[START OF RECORD SET]

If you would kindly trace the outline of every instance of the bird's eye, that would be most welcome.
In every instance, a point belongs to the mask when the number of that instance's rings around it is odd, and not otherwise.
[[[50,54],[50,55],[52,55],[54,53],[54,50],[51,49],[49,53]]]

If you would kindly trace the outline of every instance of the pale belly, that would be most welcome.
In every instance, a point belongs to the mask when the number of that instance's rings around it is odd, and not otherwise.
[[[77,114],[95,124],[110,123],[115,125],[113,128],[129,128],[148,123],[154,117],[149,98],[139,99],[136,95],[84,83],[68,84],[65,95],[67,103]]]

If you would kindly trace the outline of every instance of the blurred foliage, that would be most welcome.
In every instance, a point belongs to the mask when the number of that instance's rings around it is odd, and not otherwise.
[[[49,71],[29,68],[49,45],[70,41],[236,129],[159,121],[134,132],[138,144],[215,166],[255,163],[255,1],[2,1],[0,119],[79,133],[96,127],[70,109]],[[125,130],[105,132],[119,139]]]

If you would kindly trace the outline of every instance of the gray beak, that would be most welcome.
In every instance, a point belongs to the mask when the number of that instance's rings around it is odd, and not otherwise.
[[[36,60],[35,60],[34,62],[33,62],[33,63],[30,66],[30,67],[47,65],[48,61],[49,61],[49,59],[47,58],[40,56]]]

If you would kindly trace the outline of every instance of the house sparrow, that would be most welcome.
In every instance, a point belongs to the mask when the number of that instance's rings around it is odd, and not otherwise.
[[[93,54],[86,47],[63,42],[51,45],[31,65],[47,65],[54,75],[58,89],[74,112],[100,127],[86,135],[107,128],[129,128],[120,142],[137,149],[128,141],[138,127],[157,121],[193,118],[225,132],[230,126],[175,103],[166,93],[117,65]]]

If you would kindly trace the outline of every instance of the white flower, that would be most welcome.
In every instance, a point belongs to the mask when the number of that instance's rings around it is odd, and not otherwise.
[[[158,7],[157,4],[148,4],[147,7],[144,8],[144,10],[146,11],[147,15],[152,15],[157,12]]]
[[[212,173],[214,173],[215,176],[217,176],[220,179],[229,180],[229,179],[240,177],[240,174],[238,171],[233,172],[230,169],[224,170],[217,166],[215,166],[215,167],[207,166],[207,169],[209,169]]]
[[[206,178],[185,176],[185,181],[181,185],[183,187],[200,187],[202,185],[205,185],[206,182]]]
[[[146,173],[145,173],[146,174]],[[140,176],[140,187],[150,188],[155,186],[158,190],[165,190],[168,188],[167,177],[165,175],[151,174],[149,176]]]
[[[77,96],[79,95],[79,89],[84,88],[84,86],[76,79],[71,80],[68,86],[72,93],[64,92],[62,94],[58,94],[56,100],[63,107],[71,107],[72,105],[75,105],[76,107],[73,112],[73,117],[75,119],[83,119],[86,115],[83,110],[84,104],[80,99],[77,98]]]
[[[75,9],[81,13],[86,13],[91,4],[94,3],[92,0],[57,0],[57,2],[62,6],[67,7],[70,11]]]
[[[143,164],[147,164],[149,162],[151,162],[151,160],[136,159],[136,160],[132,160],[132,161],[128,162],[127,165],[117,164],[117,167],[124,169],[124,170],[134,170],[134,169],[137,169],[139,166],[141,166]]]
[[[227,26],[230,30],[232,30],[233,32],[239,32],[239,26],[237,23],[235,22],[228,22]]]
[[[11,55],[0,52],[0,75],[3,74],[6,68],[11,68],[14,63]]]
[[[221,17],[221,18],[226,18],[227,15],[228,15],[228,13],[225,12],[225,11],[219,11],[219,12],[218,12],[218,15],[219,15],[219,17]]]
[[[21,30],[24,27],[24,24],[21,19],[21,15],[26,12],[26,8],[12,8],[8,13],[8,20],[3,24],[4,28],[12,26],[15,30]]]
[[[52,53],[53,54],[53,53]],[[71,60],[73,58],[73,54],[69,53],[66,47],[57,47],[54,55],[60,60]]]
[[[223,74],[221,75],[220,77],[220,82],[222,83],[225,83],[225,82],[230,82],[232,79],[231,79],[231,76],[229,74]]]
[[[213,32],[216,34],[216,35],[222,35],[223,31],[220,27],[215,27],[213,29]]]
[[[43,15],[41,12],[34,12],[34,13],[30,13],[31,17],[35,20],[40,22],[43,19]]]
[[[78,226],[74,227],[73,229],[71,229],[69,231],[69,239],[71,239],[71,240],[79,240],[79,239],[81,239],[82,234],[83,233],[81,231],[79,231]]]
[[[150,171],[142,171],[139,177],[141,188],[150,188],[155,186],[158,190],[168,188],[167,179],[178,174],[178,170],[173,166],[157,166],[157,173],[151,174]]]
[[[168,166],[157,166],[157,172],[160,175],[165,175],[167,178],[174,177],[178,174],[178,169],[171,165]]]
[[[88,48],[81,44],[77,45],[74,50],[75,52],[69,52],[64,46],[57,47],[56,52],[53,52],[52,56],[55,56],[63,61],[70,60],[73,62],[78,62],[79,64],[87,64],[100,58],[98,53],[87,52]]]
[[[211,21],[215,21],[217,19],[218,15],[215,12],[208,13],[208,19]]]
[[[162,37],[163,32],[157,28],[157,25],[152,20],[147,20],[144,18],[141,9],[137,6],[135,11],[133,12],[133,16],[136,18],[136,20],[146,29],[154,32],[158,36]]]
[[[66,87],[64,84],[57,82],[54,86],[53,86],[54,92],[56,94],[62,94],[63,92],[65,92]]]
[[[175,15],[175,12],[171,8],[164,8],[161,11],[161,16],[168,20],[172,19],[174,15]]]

[END OF RECORD SET]

» WHAT YOU WILL DO
Give the listing again, word for word.

» SOLUTION TO THIS PROBLEM
If you would kindly trace the outline of every instance of the bird's eye, that would be most welcome.
In every instance, a point belongs to the mask when the number of that instance's rings around it is odd, and not otherwise.
[[[50,54],[50,55],[52,55],[54,53],[54,50],[51,49],[49,53]]]

If you would kindly trace the outline of every instance of the pale belly, that would be most welcome.
In every instance, a point belongs to the mask when the number of that instance's rings around it is odd, and not otherwise.
[[[77,114],[95,124],[110,123],[115,125],[113,128],[129,128],[148,123],[154,117],[149,98],[139,99],[136,95],[84,83],[68,84],[65,95],[67,103]]]

If you would kindly trace the outline of every instance of the blurred foliage, that would be most welcome.
In every instance, a point belongs to the mask when the number of that instance's rings around it is odd, and not otherwise.
[[[49,71],[29,68],[49,45],[70,41],[236,129],[159,121],[134,132],[138,144],[215,166],[255,163],[255,1],[2,1],[0,119],[79,133],[96,127],[70,109]],[[125,130],[105,132],[119,139]]]

If you would kindly trace the outline of every instance of the gray beak, that would be most welcome.
In every instance, a point belongs to the mask when the number of that instance's rings around it is odd, and not otherwise.
[[[36,60],[35,60],[34,62],[33,62],[33,63],[30,66],[30,67],[47,65],[48,61],[49,61],[49,59],[47,58],[40,56]]]

If you would kindly trace the outline of every instance of the house sparrow, that would be most welcome.
In every instance, a point belongs to the mask when the number of that instance's rings around it is odd, and not otherwise.
[[[93,54],[86,47],[63,42],[51,45],[31,65],[47,65],[54,75],[58,89],[74,112],[100,127],[86,135],[107,128],[129,128],[120,142],[137,149],[128,141],[138,127],[157,121],[193,118],[225,132],[230,126],[175,103],[166,93],[117,65]]]

If you would kindly trace the outline of every instance of the white flower, that would be most welcome.
In every instance, a point belongs to the mask when the number of that instance's rings around it is odd, and not otherwise.
[[[158,7],[157,4],[148,4],[147,7],[144,8],[144,10],[146,11],[147,15],[152,15],[157,12]]]
[[[212,173],[214,173],[215,176],[217,176],[220,179],[229,180],[229,179],[240,177],[240,174],[238,171],[233,172],[230,169],[224,170],[217,166],[215,166],[215,167],[207,166],[207,169],[209,169]]]
[[[206,178],[185,176],[185,181],[181,185],[183,187],[200,187],[202,185],[205,185],[206,182]]]
[[[146,173],[145,173],[146,174]],[[140,176],[140,187],[150,188],[155,186],[158,190],[165,190],[168,188],[167,177],[165,175],[151,174],[149,176]]]
[[[77,96],[79,95],[79,89],[84,88],[84,86],[76,79],[71,80],[68,86],[72,93],[64,92],[62,94],[58,94],[56,100],[63,107],[71,107],[72,105],[75,105],[76,107],[73,112],[73,117],[75,119],[83,119],[86,115],[83,110],[84,104],[80,99],[77,98]]]
[[[75,9],[81,13],[86,13],[91,4],[94,3],[92,0],[57,0],[57,2],[62,6],[67,7],[70,11]]]
[[[143,164],[147,164],[149,162],[151,162],[151,160],[136,159],[136,160],[132,160],[132,161],[128,162],[127,165],[117,164],[117,167],[124,169],[124,170],[134,170],[134,169],[137,169],[139,166],[141,166]]]
[[[227,26],[230,30],[232,30],[233,32],[239,32],[239,26],[237,23],[235,22],[228,22]]]
[[[11,55],[0,52],[0,75],[3,74],[6,68],[11,68],[14,63]]]
[[[221,17],[221,18],[226,18],[227,15],[228,15],[228,13],[225,12],[225,11],[219,11],[219,12],[218,12],[218,15],[219,15],[219,17]]]
[[[21,30],[24,27],[24,24],[21,19],[21,15],[26,12],[26,8],[12,8],[8,13],[8,20],[3,24],[4,28],[12,26],[15,30]]]
[[[52,53],[53,54],[53,53]],[[71,60],[73,58],[73,54],[69,53],[66,47],[57,47],[54,55],[60,60]]]
[[[223,74],[221,75],[220,77],[220,82],[222,83],[225,83],[225,82],[230,82],[232,79],[231,79],[231,76],[229,74]]]
[[[213,32],[216,34],[216,35],[222,35],[223,31],[220,27],[215,27],[213,29]]]
[[[43,15],[41,12],[34,12],[34,13],[30,13],[31,17],[35,20],[40,22],[43,19]]]
[[[78,226],[74,227],[73,229],[71,229],[69,231],[69,239],[71,239],[71,240],[79,240],[79,239],[81,239],[82,234],[83,233],[81,231],[79,231]]]
[[[150,171],[142,171],[139,177],[141,188],[150,188],[155,186],[158,190],[168,188],[167,179],[178,174],[178,170],[173,166],[157,166],[157,173],[151,174]]]
[[[168,166],[157,166],[157,172],[160,175],[165,175],[167,178],[174,177],[178,174],[178,169],[171,165]]]
[[[88,48],[81,44],[77,45],[74,50],[75,52],[69,52],[64,46],[57,47],[56,52],[53,52],[52,56],[55,56],[63,61],[70,60],[73,62],[78,62],[79,64],[87,64],[100,58],[98,53],[87,52]]]
[[[211,21],[215,21],[217,19],[218,15],[215,12],[208,13],[208,19]]]
[[[162,37],[163,32],[157,28],[157,25],[152,20],[147,20],[144,18],[141,9],[137,6],[135,11],[133,12],[133,16],[136,18],[136,20],[146,29],[154,32],[158,36]]]
[[[66,87],[64,84],[57,82],[54,86],[53,86],[54,92],[56,94],[62,94],[63,92],[65,92]]]
[[[175,15],[175,12],[171,8],[164,8],[161,11],[161,16],[168,20],[172,19],[174,15]]]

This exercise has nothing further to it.